- [What needs to be done]
Reproduce word for word the passage of the skin tags text between "What Skin Tags" and "from a stalk.", inclusive.

- [Extracted text]
Body Weight and Skin Tags

Higher body weight increases your risk through two pathways at once. More body fat creates deeper, more pronounced skin folds, which means more friction. But excess weight also tends to worsen insulin resistance, compounding the metabolic trigger described above.

A study of 88 dermatology patients published in The Journal of Clinical and Aesthetic Dermatology found that people who were overweight had a 4.7-fold higher likelihood of developing multiple skin tags compared to those at a normal weight. People with obesity had a 2.8-fold higher likelihood. The same study found a statistically significant relationship between abnormal cholesterol and triglyceride levels and skin tag quantity, though the triglyceride link faded after accounting for other metabolic factors. In other words, it’s the broader metabolic picture, not any single lab value, that matters most.

Hormonal Changes

Hormones play a clear role, which is why skin tags often appear or multiply during specific life stages. High levels of estrogen and progesterone during pregnancy are a well-documented trigger. Growth hormone excess, as seen in the rare condition acromegaly, also promotes skin tag formation. These hormones appear to act as growth accelerators for the same skin and connective tissue cells that IGF-1 targets.

Many pregnant women notice new skin tags in the armpits, neck, and under the breasts during the second and third trimesters. Some of these resolve after delivery as hormone levels normalize, though others persist.

Genetics and Family History

The tendency to develop skin tags runs in families. If your parents or grandparents dealt with them, you’re more likely to as well. This genetic predisposition likely influences how your skin responds to friction, how sensitive your tissue is to growth signals like IGF-1, or both. It also helps explain why two people with similar body types and metabolic profiles can have very different experiences with skin tags.

What Skin Tags Are Not

Skin tags are sometimes confused with other growths, but they have a distinct appearance: soft, flesh-colored or slightly pigmented, and attached to the skin by a thin stalk (peduncle). A few key differences can help you tell them apart from similar-looking bumps:

  • Warts are caused by a virus (HPV) and tend to have a rough, textured surface. Skin tags are smooth and soft to the touch.
  • Seborrheic keratoses look waxy or greasy and appear “stuck on” to the skin surface, often with a rough, scaly texture. They’re usually brown or black.
  • Moles are flat or raised with uniform pigment and a symmetrical border, and they sit flush against the skin rather than dangling from a stalk.
  • Dermatofibromas are firm, reddish-brown nodules that dimple inward when you squeeze the skin around them. They’re most common on the limbs rather than body folds.

In rare cases, growths that look like skin tags have turned out to be basal or squamous cell carcinomas on biopsy. Any growth that changes color, bleeds, grows rapidly, or looks unusual compared to your other skin tags is worth having a dermatologist examine.

Can You Prevent Them?

- [Data for grounding referring expressions]
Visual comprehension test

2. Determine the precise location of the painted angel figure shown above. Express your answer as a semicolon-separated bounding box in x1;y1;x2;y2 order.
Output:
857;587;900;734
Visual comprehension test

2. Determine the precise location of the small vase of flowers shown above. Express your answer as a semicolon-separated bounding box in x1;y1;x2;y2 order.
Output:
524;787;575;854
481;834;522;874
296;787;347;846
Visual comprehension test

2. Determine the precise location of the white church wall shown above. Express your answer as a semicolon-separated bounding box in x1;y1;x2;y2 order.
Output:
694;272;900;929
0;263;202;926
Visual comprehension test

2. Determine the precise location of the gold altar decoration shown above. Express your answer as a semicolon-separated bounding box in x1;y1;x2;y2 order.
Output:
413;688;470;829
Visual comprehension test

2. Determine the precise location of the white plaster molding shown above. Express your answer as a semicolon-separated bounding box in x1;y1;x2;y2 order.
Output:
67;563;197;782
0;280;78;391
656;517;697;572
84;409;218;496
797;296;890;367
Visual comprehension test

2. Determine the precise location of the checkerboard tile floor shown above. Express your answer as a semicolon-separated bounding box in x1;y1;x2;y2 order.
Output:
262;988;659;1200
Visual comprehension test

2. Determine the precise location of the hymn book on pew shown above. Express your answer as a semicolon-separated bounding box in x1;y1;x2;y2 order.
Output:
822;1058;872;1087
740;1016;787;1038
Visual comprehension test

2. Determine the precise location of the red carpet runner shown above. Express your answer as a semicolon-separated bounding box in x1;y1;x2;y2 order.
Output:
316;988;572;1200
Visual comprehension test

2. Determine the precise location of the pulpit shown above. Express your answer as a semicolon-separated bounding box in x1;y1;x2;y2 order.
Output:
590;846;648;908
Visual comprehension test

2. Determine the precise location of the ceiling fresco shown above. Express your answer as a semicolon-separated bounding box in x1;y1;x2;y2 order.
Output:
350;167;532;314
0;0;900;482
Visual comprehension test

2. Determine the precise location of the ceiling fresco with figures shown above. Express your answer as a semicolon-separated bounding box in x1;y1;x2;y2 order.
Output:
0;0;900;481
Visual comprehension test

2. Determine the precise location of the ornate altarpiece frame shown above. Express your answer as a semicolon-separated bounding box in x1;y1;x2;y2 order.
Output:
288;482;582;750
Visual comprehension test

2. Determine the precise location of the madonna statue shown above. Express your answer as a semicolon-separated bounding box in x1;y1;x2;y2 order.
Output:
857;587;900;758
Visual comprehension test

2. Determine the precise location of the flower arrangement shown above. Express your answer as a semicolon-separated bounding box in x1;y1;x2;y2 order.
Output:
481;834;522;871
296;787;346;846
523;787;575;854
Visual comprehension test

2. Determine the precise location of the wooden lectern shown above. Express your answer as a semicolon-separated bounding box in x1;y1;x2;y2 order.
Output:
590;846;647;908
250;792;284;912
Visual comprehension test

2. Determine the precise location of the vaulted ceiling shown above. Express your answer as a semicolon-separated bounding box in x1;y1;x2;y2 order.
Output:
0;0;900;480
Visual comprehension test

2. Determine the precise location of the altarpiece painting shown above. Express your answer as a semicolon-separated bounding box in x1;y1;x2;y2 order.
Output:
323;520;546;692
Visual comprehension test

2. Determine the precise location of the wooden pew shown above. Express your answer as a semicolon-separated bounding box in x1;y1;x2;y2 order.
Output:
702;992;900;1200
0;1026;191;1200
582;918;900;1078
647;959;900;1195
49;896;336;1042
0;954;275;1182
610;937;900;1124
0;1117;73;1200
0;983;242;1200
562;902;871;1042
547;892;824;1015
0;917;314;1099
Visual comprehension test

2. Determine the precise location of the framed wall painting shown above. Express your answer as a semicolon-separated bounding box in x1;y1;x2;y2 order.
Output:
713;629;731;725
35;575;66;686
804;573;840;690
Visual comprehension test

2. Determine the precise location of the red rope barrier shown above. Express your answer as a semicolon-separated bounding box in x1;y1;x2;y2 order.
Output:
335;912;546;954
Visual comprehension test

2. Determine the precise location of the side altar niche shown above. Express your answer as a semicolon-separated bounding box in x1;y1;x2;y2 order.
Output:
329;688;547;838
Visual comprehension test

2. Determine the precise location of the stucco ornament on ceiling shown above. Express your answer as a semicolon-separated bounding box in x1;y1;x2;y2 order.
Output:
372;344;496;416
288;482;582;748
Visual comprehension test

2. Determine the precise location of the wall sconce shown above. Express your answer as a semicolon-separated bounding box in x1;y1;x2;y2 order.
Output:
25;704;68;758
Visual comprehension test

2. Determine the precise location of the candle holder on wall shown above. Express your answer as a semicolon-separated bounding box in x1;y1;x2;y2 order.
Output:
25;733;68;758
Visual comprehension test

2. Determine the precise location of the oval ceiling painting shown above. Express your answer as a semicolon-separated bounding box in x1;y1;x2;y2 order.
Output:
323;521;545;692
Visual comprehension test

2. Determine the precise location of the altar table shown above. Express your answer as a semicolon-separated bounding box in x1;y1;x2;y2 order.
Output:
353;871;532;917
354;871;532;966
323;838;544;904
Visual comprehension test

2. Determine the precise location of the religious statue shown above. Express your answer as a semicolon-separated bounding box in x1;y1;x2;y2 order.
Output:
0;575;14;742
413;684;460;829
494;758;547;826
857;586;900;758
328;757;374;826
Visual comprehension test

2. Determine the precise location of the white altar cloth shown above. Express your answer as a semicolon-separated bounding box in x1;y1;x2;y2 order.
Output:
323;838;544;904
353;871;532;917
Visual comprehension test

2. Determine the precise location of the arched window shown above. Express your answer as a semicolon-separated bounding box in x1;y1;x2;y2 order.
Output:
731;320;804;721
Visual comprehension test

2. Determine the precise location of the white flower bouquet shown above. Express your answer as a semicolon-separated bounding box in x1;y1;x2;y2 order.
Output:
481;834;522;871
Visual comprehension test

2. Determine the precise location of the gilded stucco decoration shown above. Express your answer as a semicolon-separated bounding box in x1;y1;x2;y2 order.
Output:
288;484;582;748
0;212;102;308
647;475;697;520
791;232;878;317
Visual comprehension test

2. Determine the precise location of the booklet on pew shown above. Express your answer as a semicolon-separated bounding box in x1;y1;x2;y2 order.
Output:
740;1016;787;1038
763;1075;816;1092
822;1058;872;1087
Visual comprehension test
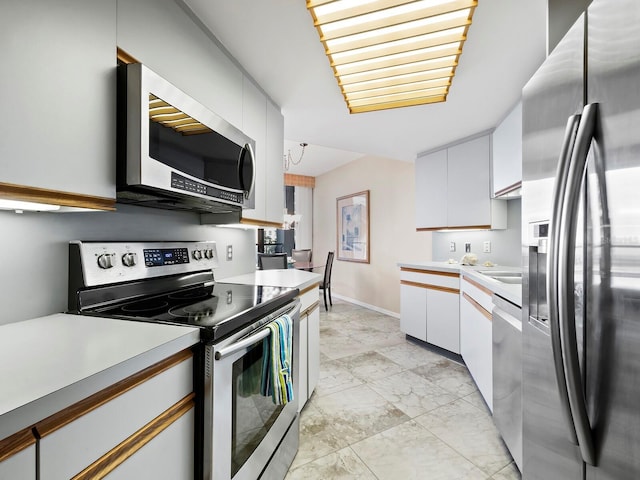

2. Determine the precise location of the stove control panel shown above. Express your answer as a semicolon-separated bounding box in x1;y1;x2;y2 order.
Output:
69;241;218;286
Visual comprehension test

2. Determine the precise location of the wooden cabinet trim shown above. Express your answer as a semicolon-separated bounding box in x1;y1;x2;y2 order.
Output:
462;292;493;322
35;349;193;438
298;282;320;296
494;181;522;197
400;280;460;295
462;275;493;296
0;182;116;211
0;427;36;462
400;267;460;278
72;393;195;480
300;300;320;317
416;225;491;232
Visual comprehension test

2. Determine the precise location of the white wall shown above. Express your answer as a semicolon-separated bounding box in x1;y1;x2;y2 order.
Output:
433;199;522;266
0;205;255;324
313;157;431;313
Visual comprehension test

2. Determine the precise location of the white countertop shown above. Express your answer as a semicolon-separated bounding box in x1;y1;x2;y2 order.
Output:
216;268;322;290
398;262;522;307
0;313;200;439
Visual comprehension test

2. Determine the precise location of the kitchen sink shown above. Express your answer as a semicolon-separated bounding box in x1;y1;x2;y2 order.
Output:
480;270;522;278
491;275;522;284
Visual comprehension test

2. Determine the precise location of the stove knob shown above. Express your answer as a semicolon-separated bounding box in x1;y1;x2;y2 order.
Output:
122;253;138;267
98;253;113;270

- [Response to the exercise]
What Skin Tags Are Not

Skin tags are sometimes confused with other growths, but they have a distinct appearance: soft, flesh-colored or slightly pigmented, and attached to the skin by a thin stalk (peduncle). A few key differences can help you tell them apart from similar-looking bumps:

  • Warts are caused by a virus (HPV) and tend to have a rough, textured surface. Skin tags are smooth and soft to the touch.
  • Seborrheic keratoses look waxy or greasy and appear “stuck on” to the skin surface, often with a rough, scaly texture. They’re usually brown or black.
  • Moles are flat or raised with uniform pigment and a symmetrical border, and they sit flush against the skin rather than dangling from a stalk.